Extract to read:
((

Richer nations urged to boost protection against wild weather as losses jump

Economic losses to climate catastrophes are surging fastest in temperate countries, which need to move faster to adapt, scientists warn.

Tacloban city in the Philippines after the destruction wrought by Typhoon Haiyan in 2013
Tacloban city in the Philippines after the destruction wrought by Typhoon Haiyan in 2013. Image: Joe Lowry/UN Migration Agency, CC BY-NC-ND 2.0

Economic losses caused by the most extreme weather events, from hurricanes to wildfires, are surging fastest in parts of the world outside the tropics - places that once saw relatively few such disasters, scientists and statisticians have warned.

In those temperate zones - from the United States and Canada to Europe and Australia - the cost of the most catastrophic events grew by an average of $46 million a year between 1960 and 2014, compared with $18 million a year in tropical countries, said researchers at Pennsylvania State University.

))

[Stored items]

((

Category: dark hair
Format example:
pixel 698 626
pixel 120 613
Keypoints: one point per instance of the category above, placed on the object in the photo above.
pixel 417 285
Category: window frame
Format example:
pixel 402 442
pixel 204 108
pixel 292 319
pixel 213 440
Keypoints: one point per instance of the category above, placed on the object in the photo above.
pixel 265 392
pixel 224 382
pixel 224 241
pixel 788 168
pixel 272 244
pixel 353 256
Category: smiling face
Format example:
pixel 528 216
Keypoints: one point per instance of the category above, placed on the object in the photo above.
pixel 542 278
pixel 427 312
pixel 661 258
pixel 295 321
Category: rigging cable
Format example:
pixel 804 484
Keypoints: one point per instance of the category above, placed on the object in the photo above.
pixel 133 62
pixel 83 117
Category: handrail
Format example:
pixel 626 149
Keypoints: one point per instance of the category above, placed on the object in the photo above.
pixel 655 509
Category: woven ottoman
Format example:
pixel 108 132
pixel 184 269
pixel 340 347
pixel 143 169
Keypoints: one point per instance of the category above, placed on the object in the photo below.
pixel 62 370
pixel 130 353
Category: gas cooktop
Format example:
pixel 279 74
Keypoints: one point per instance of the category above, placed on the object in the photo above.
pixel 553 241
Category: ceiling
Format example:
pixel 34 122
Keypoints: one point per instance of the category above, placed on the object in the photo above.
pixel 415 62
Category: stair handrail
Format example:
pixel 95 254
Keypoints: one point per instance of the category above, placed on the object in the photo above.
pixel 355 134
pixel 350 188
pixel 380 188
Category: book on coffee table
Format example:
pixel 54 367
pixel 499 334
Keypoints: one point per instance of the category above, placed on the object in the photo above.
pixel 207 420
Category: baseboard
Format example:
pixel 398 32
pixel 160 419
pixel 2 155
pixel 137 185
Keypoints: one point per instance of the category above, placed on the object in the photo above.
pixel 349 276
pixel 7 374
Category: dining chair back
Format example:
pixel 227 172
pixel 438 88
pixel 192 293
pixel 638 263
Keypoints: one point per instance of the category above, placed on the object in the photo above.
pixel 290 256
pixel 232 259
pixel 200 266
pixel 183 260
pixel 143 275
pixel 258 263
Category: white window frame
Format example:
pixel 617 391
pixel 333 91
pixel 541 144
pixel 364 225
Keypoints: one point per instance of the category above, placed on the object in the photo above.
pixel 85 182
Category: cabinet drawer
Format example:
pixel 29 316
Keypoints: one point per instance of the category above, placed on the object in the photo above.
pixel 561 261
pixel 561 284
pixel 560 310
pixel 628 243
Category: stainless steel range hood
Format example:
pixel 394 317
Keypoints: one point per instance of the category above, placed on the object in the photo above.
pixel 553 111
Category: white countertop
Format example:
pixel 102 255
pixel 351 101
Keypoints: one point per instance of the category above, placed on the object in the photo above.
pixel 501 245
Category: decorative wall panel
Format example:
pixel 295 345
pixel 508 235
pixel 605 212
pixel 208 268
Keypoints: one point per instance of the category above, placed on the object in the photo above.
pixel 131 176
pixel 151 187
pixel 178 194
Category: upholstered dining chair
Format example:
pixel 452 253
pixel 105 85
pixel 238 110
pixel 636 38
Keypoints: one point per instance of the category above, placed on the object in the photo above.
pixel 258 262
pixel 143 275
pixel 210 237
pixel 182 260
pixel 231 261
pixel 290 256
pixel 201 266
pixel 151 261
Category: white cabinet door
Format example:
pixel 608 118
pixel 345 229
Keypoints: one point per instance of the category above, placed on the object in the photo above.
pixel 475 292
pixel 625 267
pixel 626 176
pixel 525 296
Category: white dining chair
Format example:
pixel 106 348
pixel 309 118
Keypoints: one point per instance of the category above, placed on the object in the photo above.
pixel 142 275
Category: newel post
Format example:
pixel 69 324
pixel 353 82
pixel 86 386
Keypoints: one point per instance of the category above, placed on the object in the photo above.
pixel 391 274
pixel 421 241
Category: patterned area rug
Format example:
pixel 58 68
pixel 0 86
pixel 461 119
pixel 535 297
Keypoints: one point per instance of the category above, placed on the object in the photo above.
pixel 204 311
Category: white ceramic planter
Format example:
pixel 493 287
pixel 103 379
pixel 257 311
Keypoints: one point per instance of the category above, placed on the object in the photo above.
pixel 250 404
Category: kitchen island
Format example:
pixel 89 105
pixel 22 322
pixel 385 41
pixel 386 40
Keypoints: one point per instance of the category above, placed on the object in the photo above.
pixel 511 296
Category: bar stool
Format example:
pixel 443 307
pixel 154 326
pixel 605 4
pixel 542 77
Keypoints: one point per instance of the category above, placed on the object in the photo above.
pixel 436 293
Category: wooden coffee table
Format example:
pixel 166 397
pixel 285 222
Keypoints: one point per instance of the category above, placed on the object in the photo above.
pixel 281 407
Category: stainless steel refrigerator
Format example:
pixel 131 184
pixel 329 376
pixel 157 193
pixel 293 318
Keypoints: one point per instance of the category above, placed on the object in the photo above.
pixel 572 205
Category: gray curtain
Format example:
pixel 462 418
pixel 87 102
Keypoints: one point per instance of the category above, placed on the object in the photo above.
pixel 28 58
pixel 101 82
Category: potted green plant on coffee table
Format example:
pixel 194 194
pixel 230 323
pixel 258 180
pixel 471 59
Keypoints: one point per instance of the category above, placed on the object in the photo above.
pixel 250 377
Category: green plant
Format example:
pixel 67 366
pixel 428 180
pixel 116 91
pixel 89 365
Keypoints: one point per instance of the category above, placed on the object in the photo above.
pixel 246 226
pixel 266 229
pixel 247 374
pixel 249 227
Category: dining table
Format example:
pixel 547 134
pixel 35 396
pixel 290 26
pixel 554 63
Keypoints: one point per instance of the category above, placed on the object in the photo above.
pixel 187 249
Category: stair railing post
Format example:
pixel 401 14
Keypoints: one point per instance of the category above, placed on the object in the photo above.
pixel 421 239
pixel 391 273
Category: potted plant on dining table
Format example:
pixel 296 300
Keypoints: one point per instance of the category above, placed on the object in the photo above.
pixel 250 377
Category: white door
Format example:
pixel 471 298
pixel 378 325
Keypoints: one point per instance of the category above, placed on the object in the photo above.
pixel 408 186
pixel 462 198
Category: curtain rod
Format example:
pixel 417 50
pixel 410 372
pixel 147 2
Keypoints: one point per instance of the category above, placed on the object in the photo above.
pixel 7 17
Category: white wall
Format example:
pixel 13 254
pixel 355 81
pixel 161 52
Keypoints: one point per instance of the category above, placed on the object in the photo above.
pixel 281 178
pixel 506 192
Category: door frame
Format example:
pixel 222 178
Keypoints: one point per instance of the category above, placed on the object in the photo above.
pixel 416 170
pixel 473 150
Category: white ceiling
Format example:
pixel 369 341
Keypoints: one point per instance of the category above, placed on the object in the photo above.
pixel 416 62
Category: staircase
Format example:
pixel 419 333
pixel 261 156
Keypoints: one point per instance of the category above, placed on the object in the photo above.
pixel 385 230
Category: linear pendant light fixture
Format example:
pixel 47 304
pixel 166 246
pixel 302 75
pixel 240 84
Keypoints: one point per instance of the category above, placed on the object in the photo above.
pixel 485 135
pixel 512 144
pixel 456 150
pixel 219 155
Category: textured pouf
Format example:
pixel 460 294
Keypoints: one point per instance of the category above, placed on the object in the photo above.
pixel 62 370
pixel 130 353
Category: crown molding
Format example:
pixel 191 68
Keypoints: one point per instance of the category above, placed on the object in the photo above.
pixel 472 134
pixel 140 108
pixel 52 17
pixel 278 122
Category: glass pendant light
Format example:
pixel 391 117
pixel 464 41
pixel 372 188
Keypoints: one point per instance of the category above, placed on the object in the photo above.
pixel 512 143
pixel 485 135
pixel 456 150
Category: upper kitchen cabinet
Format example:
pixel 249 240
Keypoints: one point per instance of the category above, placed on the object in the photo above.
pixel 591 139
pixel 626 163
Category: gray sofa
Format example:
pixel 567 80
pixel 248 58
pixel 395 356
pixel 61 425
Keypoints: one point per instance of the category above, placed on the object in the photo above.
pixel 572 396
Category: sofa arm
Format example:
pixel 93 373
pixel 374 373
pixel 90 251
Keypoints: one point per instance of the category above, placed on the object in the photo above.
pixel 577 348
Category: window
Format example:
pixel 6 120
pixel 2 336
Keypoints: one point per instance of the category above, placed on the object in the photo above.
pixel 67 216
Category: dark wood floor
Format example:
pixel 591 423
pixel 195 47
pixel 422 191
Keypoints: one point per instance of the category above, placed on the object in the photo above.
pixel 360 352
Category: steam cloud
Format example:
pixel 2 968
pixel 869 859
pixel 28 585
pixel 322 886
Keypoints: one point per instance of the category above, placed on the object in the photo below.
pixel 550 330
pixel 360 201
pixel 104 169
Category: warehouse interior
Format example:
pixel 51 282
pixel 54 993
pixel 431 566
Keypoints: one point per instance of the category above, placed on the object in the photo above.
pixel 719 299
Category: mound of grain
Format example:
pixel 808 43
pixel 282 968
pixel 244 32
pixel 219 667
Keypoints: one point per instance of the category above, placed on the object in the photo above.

))

The exercise: Retype the passage in the article on extreme weather losses between "Economic losses to" and "statisticians have warned.", inclusive.

Task response:
Economic losses to climate catastrophes are surging fastest in temperate countries, which need to move faster to adapt, scientists warn.

Tacloban city in the Philippines after the destruction wrought by Typhoon Haiyan in 2013
Tacloban city in the Philippines after the destruction wrought by Typhoon Haiyan in 2013. Image: Joe Lowry/UN Migration Agency, CC BY-NC-ND 2.0

Economic losses caused by the most extreme weather events, from hurricanes to wildfires, are surging fastest in parts of the world outside the tropics - places that once saw relatively few such disasters, scientists and statisticians have warned.